* What to produce *
Taking each line of the records in turn, count those containing "coffee" and report only the number.

* Raw data *

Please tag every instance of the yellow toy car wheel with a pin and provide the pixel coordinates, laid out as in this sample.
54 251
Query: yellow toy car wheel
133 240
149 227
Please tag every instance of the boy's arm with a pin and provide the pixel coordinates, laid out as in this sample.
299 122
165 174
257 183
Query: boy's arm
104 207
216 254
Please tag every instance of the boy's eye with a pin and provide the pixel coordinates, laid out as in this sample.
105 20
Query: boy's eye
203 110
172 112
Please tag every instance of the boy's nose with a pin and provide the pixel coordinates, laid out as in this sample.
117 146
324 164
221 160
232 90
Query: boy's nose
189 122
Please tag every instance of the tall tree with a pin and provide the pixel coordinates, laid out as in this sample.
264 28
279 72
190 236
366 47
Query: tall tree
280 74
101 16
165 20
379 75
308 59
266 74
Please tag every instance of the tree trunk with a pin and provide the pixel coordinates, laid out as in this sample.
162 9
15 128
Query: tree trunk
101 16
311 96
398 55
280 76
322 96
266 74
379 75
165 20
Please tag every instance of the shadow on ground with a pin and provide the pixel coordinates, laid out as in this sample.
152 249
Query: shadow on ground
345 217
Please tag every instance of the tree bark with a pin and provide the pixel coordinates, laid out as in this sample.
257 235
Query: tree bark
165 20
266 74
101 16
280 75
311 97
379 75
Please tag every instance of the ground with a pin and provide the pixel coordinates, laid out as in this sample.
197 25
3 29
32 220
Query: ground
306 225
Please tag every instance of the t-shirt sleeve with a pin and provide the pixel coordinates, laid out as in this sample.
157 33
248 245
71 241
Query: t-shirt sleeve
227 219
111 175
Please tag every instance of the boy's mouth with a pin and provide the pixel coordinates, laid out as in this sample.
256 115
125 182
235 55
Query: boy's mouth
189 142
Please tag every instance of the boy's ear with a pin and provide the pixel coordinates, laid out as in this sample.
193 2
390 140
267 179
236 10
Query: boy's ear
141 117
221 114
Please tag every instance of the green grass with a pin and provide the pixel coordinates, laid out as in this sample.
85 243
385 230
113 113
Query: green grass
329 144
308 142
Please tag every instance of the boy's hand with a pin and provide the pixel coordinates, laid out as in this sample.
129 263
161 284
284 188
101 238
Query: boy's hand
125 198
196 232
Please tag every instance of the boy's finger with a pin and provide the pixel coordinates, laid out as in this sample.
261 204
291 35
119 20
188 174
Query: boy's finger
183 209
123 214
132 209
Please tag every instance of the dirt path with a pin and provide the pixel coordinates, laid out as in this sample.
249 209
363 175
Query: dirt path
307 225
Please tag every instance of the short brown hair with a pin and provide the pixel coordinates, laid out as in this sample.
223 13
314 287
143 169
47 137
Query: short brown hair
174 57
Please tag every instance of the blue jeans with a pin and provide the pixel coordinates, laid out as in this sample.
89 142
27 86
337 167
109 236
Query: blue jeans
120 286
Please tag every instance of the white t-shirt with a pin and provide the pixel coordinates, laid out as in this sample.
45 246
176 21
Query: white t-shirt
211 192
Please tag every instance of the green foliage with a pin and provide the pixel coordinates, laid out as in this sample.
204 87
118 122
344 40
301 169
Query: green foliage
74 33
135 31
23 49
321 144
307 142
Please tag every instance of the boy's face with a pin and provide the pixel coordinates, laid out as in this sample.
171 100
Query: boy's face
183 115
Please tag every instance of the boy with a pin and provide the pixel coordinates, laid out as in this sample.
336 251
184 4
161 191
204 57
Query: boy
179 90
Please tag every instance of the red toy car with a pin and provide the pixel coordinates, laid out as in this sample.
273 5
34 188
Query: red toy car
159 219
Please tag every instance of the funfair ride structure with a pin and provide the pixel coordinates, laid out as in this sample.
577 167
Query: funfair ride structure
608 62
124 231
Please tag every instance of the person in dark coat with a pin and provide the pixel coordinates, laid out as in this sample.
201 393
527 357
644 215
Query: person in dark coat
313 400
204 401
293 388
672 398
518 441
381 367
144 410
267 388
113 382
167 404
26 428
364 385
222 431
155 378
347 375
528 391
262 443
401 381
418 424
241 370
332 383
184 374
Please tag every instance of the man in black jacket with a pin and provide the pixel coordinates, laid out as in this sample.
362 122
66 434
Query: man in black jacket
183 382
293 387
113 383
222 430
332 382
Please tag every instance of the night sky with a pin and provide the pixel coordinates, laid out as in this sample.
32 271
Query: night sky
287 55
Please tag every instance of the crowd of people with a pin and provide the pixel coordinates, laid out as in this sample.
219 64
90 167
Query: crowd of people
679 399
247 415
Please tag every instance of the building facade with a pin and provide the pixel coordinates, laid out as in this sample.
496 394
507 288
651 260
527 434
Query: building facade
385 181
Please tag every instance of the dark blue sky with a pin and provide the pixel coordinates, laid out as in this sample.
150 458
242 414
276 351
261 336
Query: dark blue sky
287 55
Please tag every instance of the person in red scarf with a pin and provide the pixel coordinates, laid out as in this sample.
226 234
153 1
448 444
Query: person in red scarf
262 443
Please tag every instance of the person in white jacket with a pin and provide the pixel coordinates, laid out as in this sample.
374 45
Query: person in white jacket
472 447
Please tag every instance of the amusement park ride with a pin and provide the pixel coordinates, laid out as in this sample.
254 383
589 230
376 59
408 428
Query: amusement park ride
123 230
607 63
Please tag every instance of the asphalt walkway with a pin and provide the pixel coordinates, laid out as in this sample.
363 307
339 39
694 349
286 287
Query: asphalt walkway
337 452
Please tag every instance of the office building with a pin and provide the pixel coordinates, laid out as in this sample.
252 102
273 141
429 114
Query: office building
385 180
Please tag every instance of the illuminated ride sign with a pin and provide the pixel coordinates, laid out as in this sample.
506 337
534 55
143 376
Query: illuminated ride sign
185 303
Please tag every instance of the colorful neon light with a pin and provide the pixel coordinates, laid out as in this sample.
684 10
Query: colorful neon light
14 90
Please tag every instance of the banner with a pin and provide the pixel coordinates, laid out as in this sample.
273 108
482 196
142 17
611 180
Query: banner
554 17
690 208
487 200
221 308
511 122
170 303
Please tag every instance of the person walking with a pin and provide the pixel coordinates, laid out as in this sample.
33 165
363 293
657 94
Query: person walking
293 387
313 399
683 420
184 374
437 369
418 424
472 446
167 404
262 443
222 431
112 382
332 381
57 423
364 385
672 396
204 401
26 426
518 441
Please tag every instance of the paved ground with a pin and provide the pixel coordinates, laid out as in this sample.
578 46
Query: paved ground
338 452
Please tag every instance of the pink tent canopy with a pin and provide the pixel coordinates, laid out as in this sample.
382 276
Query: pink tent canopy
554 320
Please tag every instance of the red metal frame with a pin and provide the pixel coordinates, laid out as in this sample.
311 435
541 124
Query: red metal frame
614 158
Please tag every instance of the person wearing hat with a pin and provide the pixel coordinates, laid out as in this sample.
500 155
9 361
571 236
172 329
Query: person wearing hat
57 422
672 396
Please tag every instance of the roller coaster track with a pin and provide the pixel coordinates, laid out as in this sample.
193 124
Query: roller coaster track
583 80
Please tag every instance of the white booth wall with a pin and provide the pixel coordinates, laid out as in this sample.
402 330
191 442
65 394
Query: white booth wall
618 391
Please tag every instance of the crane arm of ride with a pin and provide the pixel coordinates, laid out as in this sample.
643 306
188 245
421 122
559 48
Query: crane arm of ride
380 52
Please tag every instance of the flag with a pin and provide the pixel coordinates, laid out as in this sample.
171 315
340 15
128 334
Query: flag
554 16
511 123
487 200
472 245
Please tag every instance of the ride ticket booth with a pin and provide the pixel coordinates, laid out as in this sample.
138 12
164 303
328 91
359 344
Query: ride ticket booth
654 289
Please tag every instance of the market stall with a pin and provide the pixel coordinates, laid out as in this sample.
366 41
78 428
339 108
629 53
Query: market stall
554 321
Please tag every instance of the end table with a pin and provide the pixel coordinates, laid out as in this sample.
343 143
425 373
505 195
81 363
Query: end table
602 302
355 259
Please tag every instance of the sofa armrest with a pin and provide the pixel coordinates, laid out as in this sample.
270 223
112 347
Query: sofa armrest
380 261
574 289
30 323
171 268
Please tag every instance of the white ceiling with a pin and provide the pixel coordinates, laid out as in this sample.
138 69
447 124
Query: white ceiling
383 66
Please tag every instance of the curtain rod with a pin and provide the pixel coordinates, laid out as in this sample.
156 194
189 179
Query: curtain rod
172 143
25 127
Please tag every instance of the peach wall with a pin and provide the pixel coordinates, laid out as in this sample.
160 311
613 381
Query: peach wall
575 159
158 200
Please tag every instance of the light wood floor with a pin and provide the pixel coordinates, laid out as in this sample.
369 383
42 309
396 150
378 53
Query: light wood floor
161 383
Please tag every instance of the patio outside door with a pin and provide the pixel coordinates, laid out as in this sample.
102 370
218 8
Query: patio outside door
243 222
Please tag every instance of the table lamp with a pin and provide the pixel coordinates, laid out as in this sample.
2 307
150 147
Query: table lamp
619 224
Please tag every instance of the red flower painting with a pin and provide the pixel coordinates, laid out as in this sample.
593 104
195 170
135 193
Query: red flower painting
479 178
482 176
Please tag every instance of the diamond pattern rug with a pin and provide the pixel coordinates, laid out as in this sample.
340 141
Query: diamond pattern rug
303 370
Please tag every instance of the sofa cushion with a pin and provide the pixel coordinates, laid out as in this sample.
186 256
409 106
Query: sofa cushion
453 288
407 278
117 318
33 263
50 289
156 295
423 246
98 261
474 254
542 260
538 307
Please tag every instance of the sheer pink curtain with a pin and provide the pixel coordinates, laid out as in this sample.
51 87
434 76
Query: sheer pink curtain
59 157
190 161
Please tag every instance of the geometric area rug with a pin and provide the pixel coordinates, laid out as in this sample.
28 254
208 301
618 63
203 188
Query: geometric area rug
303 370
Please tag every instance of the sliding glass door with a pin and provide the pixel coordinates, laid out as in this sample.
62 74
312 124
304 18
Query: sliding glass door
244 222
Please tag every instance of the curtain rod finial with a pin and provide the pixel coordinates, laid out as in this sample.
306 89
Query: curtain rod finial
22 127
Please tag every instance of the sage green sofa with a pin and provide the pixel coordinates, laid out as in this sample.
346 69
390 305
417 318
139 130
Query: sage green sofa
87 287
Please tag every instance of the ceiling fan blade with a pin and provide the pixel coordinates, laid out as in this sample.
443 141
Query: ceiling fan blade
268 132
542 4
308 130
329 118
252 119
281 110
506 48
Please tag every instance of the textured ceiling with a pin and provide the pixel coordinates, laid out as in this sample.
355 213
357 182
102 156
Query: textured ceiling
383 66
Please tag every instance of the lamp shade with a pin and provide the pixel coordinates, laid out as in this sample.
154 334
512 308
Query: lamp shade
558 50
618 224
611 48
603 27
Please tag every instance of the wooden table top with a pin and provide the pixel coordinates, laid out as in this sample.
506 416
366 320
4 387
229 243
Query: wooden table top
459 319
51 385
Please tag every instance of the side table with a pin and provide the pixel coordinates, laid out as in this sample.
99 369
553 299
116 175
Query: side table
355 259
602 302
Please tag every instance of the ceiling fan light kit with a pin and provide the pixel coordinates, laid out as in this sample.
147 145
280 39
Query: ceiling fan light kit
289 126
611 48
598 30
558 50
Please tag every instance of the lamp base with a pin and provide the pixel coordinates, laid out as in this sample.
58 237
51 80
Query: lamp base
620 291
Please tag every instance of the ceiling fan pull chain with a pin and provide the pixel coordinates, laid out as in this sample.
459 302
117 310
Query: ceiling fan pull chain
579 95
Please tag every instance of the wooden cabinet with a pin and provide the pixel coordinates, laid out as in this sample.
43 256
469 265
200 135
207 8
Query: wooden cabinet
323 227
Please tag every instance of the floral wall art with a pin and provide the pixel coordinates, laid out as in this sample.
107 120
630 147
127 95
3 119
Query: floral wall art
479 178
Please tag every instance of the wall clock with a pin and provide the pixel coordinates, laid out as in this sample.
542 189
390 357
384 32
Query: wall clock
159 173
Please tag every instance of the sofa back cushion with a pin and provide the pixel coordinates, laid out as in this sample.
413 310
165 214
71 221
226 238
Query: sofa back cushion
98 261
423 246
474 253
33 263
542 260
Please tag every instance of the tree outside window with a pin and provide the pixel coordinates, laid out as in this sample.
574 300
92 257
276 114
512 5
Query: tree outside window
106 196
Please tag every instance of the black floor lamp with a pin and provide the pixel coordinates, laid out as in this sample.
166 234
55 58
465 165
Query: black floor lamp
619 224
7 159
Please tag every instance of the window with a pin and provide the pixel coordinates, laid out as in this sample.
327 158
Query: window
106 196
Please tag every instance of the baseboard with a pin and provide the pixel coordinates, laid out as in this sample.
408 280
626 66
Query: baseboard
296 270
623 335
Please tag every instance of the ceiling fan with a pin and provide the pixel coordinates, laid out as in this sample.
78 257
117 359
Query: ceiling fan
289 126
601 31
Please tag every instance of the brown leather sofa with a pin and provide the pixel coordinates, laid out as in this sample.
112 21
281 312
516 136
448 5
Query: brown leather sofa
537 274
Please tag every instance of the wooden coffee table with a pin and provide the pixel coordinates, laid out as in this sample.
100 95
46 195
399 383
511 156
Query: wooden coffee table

* Final answer *
2